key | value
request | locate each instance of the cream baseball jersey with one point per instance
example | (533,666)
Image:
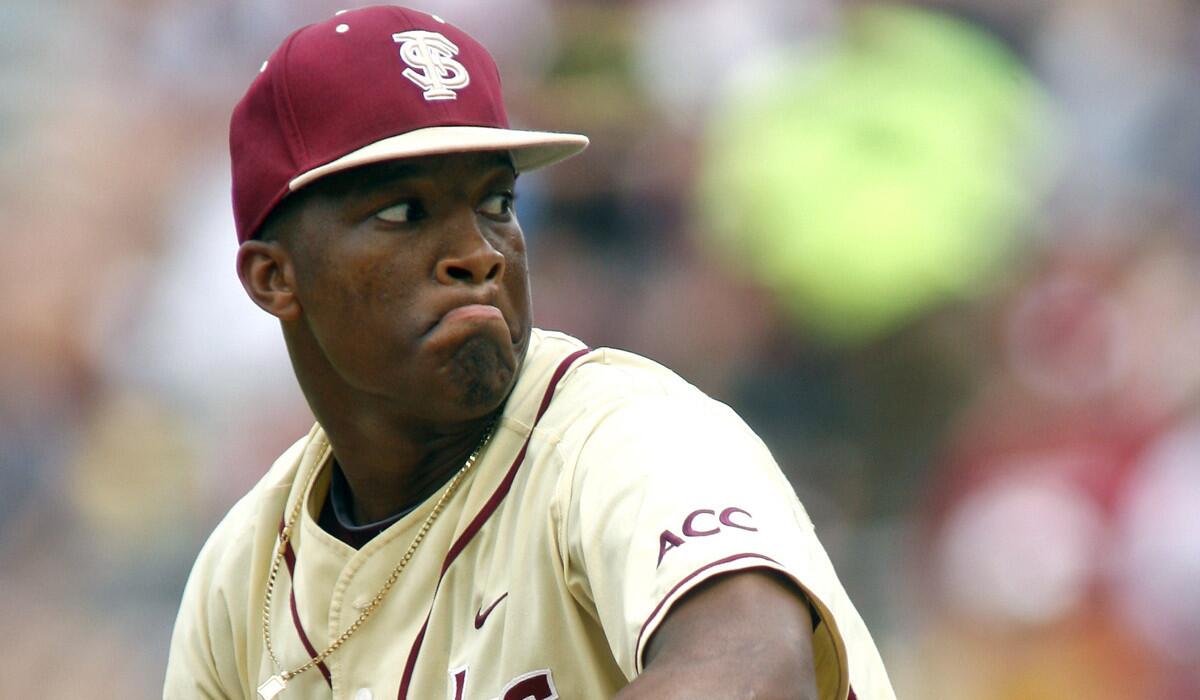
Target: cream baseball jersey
(609,489)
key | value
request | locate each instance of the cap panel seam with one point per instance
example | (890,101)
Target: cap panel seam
(297,147)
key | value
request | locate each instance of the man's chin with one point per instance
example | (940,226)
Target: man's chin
(483,371)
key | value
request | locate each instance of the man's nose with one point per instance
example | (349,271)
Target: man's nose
(469,256)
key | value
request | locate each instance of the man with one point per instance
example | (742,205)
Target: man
(483,509)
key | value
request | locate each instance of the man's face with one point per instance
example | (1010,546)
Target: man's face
(413,283)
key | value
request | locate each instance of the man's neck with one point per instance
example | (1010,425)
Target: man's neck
(389,471)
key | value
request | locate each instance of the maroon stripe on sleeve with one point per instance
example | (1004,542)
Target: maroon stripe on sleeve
(486,512)
(289,556)
(689,578)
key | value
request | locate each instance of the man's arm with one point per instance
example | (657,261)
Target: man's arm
(747,634)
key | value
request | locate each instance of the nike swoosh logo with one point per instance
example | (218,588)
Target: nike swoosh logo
===============
Work to be completed:
Reproduce every line of the material precisely, omitting its pictures.

Expected answer:
key | value
request | locate each instance of the cream baseball jersey with one point per instance
example | (533,666)
Image:
Target: cream baseball jersey
(609,489)
key | value
request | locate each instance of the cap panel seam with one point per instance
example | (890,101)
Target: cap panel seam
(297,147)
key | value
request | locate each instance of the man's chin with one point per instance
example | (940,226)
Target: man's chin
(483,371)
key | value
request | locate each instance of the man's nose with one point per instance
example | (349,271)
Target: man's nose
(469,256)
key | value
request | locate each instance of the man with one point per instance
example | (742,205)
Target: man
(483,509)
key | value
request | locate each instance of the man's face with one point per instance
example | (1010,546)
Target: man's face
(413,283)
key | value
request | locate each instance of the man's neck with one point per instance
example | (1010,425)
Target: man's neck
(389,471)
key | value
request | locate each instance of the maroon stripe on sleeve with one point per instance
example | (1004,542)
Target: maroon stripe on sleeve
(486,512)
(289,556)
(689,578)
key | value
request | locate each instance of the man's arm with one point per instance
example | (657,261)
Target: man's arm
(747,634)
key | value
request | locate each instance of the nike swoosh logo with one point per instance
example | (218,588)
Target: nike swoosh logo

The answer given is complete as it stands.